EXERCISE SET:
A - From the excerpt below about the supermarket baggers, quote the passage between "They hustled hard" and "minimum of $5.15.", inclusive.
B - Answer these questions from the excerpt below about the supermarket baggers:
(i) For how many years has Nuñez worked at the Knickerbocker Avenue store?
(ii) In what year did Tomacina start at the supermarket?
(iii) On what date did the couple testify to the office of the New York State attorney general?
-------- EXCERPT TO READ
That’s what he’d pocket in wages from his shifts bagging groceries at the
Associated Supermarket, in Bushwick. Nuñez has toiled at the Knickerbocker
Avenue store for seven years, manning checkout aisles, packing cans and boxes
into bags. He’d work 9 a.m. to 7 p.m., six days straight, he says, yet the
store paid him nothing.

"I worked for
tips," says Nuñez, 77, in Spanish, speaking through a translator.

So did his
69-year-old wife, Tomacina, who started at the supermarket in 2004. When the
company hired her, she says, it informed her she would get no hourly or weekly wage,
unlike most employees there. She took the job anyway. "We had no
choice," she says. The two are newly legalized immigrants from the
Dominican Republic. For years, she adds, "We didn’t ask for money because
we didn’t have our papers."

They hustled hard for
their tips instead, loading bags into carts and pushing them to cars. Every
day, they’d place a box near the register. Customers would toss in coins, or
the occasional dollar. On average, the couple say, they earned $40 a day, $240
a week. That calculates out to $3.43 an hour, far below the state minimum
hourly wage of $6.75 and the federal minimum of $5.15.

Now that they have
green cards, the couple have made their own small change: They’ve decided to
speak up against what they call their employer’s abuses. They’ve consulted
lawyers about their paltry pay and signed affidavits attesting to the store’s
poor conditions. On July 17, they testified to the office of New York State
attorney general Eliot Spitzer.
----------------
-------- SUPPLIED INFORMATION
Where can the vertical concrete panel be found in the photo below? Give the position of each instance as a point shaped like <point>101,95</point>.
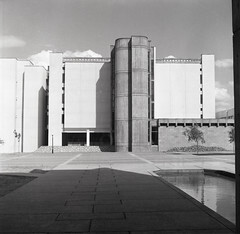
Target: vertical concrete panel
<point>19,105</point>
<point>139,93</point>
<point>8,78</point>
<point>87,95</point>
<point>122,94</point>
<point>55,99</point>
<point>208,78</point>
<point>236,63</point>
<point>177,90</point>
<point>34,126</point>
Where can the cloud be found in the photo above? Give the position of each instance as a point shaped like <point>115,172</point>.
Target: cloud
<point>224,100</point>
<point>170,56</point>
<point>230,83</point>
<point>42,58</point>
<point>224,63</point>
<point>10,41</point>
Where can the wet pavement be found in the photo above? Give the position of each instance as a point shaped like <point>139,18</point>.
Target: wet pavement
<point>106,193</point>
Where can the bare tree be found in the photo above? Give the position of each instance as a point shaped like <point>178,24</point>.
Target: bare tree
<point>194,134</point>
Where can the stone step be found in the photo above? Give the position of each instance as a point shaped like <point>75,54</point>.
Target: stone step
<point>61,149</point>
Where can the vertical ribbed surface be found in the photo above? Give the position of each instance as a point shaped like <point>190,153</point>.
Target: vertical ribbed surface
<point>139,95</point>
<point>131,94</point>
<point>122,95</point>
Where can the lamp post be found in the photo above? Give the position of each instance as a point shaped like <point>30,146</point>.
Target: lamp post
<point>18,136</point>
<point>52,145</point>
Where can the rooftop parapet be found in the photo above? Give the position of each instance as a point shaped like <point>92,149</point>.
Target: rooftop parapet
<point>86,60</point>
<point>178,60</point>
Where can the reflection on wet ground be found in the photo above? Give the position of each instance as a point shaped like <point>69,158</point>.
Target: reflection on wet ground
<point>216,192</point>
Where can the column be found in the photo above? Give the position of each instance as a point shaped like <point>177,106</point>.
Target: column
<point>88,137</point>
<point>236,63</point>
<point>55,99</point>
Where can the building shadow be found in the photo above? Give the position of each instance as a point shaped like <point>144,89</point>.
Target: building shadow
<point>104,200</point>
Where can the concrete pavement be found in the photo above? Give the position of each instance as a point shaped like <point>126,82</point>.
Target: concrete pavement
<point>106,193</point>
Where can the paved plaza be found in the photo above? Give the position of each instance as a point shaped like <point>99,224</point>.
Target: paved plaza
<point>106,193</point>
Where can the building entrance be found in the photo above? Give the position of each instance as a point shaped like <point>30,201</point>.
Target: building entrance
<point>86,139</point>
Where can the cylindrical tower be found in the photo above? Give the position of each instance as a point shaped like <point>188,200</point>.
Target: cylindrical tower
<point>122,80</point>
<point>139,92</point>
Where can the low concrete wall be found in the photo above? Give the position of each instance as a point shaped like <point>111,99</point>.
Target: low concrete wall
<point>216,133</point>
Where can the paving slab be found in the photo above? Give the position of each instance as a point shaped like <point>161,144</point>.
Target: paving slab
<point>106,193</point>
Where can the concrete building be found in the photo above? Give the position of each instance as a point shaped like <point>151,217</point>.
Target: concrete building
<point>101,101</point>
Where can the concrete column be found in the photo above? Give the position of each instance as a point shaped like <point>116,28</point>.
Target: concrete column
<point>139,92</point>
<point>55,99</point>
<point>208,79</point>
<point>122,108</point>
<point>88,137</point>
<point>236,62</point>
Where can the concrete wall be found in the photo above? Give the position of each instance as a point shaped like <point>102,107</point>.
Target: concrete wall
<point>34,126</point>
<point>177,90</point>
<point>19,100</point>
<point>215,135</point>
<point>11,81</point>
<point>139,93</point>
<point>236,65</point>
<point>208,86</point>
<point>88,96</point>
<point>8,73</point>
<point>122,93</point>
<point>55,125</point>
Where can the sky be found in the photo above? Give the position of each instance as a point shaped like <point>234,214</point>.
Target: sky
<point>29,29</point>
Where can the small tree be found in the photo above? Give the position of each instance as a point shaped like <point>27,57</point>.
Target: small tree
<point>194,134</point>
<point>231,135</point>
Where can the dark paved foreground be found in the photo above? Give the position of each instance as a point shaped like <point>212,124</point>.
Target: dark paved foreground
<point>104,200</point>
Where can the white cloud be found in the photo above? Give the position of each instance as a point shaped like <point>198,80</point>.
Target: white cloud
<point>10,41</point>
<point>224,100</point>
<point>42,58</point>
<point>170,56</point>
<point>224,63</point>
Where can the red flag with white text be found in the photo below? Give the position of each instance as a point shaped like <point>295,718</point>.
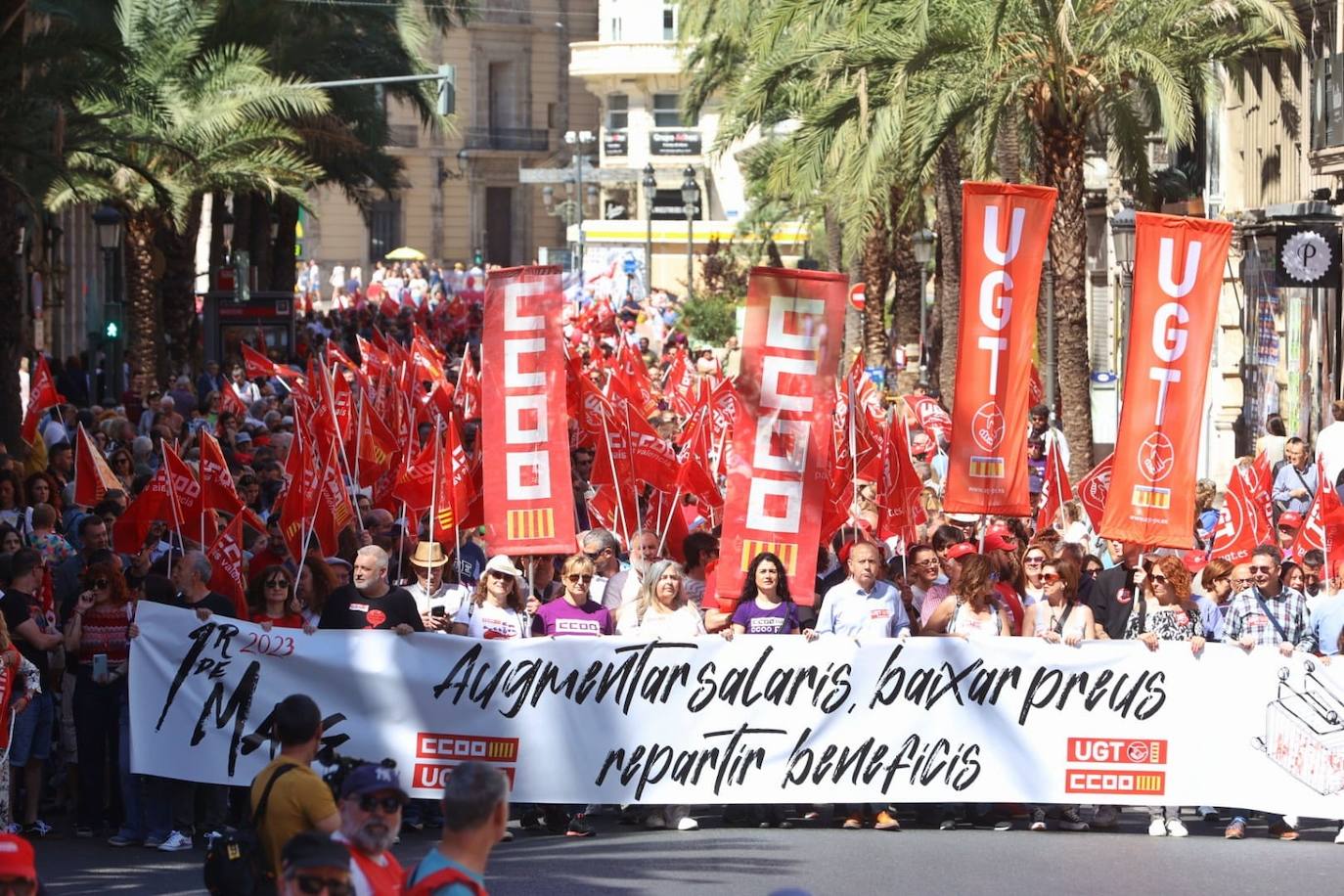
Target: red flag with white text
<point>1005,234</point>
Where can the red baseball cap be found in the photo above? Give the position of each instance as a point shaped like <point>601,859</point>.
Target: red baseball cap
<point>17,857</point>
<point>1000,538</point>
<point>1292,518</point>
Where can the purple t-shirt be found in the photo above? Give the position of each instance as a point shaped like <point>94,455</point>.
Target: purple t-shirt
<point>781,619</point>
<point>560,617</point>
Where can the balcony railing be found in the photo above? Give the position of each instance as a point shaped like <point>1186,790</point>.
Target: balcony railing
<point>509,139</point>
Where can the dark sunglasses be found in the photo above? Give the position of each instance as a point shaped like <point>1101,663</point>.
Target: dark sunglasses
<point>390,805</point>
<point>312,885</point>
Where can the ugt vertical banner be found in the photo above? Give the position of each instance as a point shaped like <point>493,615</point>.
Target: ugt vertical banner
<point>528,492</point>
<point>1005,233</point>
<point>781,438</point>
<point>1178,276</point>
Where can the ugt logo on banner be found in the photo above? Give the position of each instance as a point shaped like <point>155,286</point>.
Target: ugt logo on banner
<point>1005,236</point>
<point>1178,274</point>
<point>528,493</point>
<point>781,441</point>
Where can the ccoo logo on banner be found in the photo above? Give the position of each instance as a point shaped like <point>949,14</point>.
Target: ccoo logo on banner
<point>1003,246</point>
<point>1178,274</point>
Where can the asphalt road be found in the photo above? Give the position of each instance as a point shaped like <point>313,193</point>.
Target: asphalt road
<point>823,861</point>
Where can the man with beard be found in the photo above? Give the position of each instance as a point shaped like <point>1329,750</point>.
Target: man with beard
<point>371,801</point>
<point>625,585</point>
<point>369,602</point>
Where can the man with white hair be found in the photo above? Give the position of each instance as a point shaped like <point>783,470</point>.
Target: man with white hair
<point>625,585</point>
<point>369,601</point>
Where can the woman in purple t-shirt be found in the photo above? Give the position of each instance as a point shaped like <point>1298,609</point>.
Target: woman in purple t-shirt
<point>765,607</point>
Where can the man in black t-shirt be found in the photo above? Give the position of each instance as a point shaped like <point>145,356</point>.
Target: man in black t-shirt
<point>369,602</point>
<point>34,633</point>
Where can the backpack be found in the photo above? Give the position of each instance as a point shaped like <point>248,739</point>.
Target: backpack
<point>236,864</point>
<point>442,877</point>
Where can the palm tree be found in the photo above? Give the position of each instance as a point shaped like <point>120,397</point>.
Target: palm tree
<point>184,121</point>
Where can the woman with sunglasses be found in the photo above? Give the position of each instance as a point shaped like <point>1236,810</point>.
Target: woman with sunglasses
<point>272,600</point>
<point>1059,617</point>
<point>496,610</point>
<point>97,637</point>
<point>1164,611</point>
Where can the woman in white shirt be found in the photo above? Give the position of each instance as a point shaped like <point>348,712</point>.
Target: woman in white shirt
<point>661,610</point>
<point>496,608</point>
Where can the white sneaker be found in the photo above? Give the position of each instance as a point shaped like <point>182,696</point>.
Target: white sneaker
<point>175,844</point>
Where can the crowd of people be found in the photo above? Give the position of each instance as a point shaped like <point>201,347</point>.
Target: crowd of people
<point>70,598</point>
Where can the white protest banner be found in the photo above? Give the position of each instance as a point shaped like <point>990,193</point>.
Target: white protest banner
<point>759,719</point>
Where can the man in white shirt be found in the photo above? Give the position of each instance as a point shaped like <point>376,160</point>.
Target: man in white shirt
<point>1329,443</point>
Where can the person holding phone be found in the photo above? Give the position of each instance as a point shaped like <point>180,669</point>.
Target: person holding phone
<point>98,641</point>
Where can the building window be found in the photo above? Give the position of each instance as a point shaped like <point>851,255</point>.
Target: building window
<point>384,227</point>
<point>667,112</point>
<point>617,112</point>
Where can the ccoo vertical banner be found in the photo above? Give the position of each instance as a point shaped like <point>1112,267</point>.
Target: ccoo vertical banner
<point>781,439</point>
<point>1006,227</point>
<point>528,490</point>
<point>1178,274</point>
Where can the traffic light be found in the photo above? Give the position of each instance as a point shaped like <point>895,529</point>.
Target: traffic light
<point>446,90</point>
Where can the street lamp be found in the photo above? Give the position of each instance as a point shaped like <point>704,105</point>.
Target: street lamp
<point>1122,241</point>
<point>109,222</point>
<point>690,199</point>
<point>922,245</point>
<point>650,188</point>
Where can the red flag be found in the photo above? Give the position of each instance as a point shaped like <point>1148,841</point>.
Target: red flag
<point>1006,227</point>
<point>216,482</point>
<point>528,490</point>
<point>781,441</point>
<point>226,565</point>
<point>42,394</point>
<point>1242,524</point>
<point>901,511</point>
<point>1178,278</point>
<point>1055,490</point>
<point>93,475</point>
<point>1093,490</point>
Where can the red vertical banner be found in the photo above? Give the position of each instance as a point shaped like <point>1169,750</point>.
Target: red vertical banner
<point>1005,233</point>
<point>1178,274</point>
<point>528,492</point>
<point>781,438</point>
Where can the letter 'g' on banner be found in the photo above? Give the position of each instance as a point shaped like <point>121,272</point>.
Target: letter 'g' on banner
<point>524,426</point>
<point>781,438</point>
<point>1005,233</point>
<point>1178,274</point>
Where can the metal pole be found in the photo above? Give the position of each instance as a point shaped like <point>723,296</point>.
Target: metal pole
<point>923,316</point>
<point>1049,274</point>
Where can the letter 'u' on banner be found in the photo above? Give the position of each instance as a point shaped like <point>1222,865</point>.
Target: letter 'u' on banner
<point>779,469</point>
<point>524,426</point>
<point>1178,274</point>
<point>1005,234</point>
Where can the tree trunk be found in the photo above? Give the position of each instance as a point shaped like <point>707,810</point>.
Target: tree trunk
<point>143,301</point>
<point>283,267</point>
<point>11,309</point>
<point>948,204</point>
<point>876,277</point>
<point>1062,154</point>
<point>182,330</point>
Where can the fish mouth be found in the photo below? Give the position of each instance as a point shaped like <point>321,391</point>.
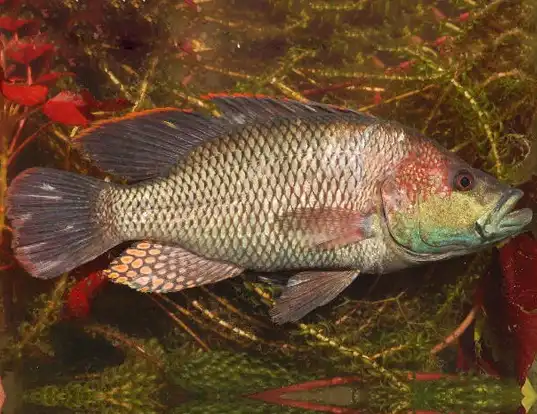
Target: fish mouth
<point>503,221</point>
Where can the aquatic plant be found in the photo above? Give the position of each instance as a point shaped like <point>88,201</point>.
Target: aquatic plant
<point>462,72</point>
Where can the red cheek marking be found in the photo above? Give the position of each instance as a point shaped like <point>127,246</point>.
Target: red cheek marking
<point>424,172</point>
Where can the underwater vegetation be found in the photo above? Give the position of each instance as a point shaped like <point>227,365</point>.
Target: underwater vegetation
<point>451,337</point>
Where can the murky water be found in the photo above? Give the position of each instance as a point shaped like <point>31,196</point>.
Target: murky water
<point>453,336</point>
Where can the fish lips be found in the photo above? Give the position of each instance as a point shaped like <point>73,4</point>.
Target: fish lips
<point>503,221</point>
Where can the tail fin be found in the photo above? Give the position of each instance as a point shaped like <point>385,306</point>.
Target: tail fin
<point>54,224</point>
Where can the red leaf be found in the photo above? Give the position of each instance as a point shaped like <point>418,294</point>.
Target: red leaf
<point>67,108</point>
<point>25,52</point>
<point>519,265</point>
<point>11,24</point>
<point>79,297</point>
<point>28,95</point>
<point>53,76</point>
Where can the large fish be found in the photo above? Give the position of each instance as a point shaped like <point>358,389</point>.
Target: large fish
<point>268,185</point>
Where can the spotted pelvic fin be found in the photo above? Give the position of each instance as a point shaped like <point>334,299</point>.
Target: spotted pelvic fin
<point>152,267</point>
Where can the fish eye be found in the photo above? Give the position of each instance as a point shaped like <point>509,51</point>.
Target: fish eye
<point>464,181</point>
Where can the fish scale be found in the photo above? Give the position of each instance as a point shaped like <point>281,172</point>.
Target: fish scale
<point>267,185</point>
<point>222,208</point>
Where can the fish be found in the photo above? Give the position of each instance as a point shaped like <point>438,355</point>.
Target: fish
<point>263,184</point>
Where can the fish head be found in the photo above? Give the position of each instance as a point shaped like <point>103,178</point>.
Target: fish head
<point>436,206</point>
----------------
RESULTS BY TASK:
A -
They hustled hard for
their tips instead, loading bags into carts and pushing them to cars. Every
day, they’d place a box near the register. Customers would toss in coins, or
the occasional dollar. On average, the couple say, they earned $40 a day, $240
a week. That calculates out to $3.43 an hour, far below the state minimum
hourly wage of $6.75 and the federal minimum of $5.15.

B -
(i) Seven years.
(ii) 2004.
(iii) July 17.